[Location identification items]
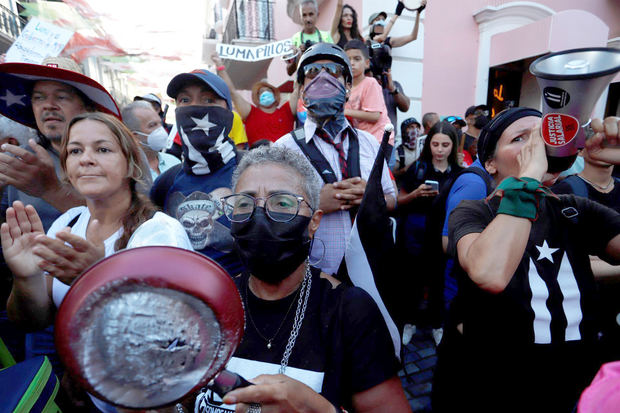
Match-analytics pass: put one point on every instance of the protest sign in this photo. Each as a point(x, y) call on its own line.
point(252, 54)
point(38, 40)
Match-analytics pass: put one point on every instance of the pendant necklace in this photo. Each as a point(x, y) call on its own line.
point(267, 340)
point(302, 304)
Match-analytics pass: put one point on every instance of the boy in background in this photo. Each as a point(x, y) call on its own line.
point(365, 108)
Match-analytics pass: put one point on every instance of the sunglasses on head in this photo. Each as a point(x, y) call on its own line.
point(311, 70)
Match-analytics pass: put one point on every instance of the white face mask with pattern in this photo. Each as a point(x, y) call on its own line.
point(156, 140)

...

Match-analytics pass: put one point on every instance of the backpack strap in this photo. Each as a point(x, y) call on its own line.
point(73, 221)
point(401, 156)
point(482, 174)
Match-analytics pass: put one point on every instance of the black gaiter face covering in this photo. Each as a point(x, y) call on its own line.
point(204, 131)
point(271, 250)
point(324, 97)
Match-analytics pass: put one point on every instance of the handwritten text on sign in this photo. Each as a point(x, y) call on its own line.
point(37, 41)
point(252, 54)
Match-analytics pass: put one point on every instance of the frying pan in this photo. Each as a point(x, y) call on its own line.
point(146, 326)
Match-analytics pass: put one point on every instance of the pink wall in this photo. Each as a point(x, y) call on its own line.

(Problem requirements)
Copy out everything in the lines above from the one containing "of the backpack" down to the one containing "point(324, 97)", including both of those lines.

(Result)
Match-analytics pass: put one point on every instance of the backpack strap in this photo. Each as a point(x, y) call on its own line.
point(73, 221)
point(401, 156)
point(482, 174)
Match-analytics pass: put one point on every instance of the black gaiter face covering in this photo. Each as a point(x, y) call on its own line.
point(204, 131)
point(271, 250)
point(324, 97)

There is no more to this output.